(Position identification records)
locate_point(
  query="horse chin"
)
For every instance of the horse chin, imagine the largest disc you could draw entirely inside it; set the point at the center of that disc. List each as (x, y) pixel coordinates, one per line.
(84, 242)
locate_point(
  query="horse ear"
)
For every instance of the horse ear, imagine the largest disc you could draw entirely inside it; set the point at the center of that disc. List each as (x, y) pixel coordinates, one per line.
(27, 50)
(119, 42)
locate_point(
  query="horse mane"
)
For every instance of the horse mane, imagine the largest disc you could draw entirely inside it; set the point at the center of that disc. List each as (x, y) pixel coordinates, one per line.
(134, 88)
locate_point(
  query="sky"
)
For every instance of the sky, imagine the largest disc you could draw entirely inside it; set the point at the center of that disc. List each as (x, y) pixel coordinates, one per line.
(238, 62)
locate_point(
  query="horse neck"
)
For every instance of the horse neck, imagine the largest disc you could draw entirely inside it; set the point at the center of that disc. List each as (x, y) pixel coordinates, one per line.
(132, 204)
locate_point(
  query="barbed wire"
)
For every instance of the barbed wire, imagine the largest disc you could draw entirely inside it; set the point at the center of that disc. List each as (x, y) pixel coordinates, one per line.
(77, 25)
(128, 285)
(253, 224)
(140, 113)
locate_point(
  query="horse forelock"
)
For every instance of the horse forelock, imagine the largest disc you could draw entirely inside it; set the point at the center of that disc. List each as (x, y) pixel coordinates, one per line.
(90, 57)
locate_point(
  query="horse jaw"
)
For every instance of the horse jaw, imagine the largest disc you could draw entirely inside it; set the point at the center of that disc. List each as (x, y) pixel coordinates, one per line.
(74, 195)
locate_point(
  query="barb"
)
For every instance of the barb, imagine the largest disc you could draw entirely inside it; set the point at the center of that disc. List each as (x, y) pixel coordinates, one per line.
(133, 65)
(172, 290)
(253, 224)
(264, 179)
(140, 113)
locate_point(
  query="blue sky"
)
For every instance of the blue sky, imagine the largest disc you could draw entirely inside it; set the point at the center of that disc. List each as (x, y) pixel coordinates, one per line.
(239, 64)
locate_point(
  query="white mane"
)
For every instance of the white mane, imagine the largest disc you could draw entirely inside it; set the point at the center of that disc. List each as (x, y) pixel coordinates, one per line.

WORK TO COMPLETE → Output all of the data again. Match it exactly.

WORKED SOLUTION →
locate_point(
  query="horse chin"
)
For every instance of the horse chin, imagine the largest disc you could draw entirely inside it; set the point at the center of that disc. List each as (x, y) pixel coordinates, one per line.
(84, 242)
locate_point(
  query="horse ear"
)
For every instance of the horse ear, imagine the largest disc you could draw entirely inside it; set the point at the center of that disc. List each as (x, y) pixel coordinates, one per line.
(27, 50)
(119, 42)
locate_point(
  query="horse mane"
)
For every instance of the horse mane, imagine the largest disc you could draw entirely inside it; set the point at the center of that disc. List each as (x, y) pixel coordinates, one per line.
(134, 88)
locate_point(
  query="sky"
)
For every instance of the sky, imagine the largest disc you could draw entirely inside it; set the point at the center of that disc. List each as (x, y) pixel coordinates, one per line.
(238, 62)
locate_point(
  query="horse neck"
)
For every instance of the horse neck, imagine the largest disc you could draw entirely inside it; set the point at the center of that disc. List each as (x, y) pixel coordinates, one per line.
(132, 204)
locate_point(
  query="barbed wire"
)
For every instance of the barbed wire, imagine the largest disc you could draw entirely inside it; set the point at the center of that disc. List each as (x, y) pixel coordinates, one per line.
(77, 25)
(128, 285)
(253, 224)
(140, 113)
locate_point(
  query="horse forelock"
)
For every instance of the horse forelock, imagine the largest disc you could draw entirely inside it; set the point at the center of that disc. List each as (x, y) pixel coordinates, one per line.
(90, 57)
locate_point(
  query="horse jaw"
)
For every instance of the horse jaw, imagine the largest disc you could draw entirely inside it; set the point at the center of that disc. List each as (x, y) pixel coordinates, one per line.
(74, 195)
locate_point(
  query="barb"
)
For every instance of the barb, imagine the largest disc you could draw entirely inside it; set the point at the center of that disc. List each as (x, y) pixel coordinates, one per line.
(133, 65)
(172, 290)
(253, 224)
(264, 179)
(140, 113)
locate_point(
  query="blue sky"
)
For every instance of the blue sky, imagine the largest disc you could draw entirely inside it; set the point at the center of that disc. List each as (x, y) pixel coordinates, one per line.
(239, 64)
locate_point(
  query="white mane"
)
For every instance of the white mane, imagine the largest disc you could draw entirely inside it; set the point at the center of that disc. List each as (x, y) pixel coordinates, one per line.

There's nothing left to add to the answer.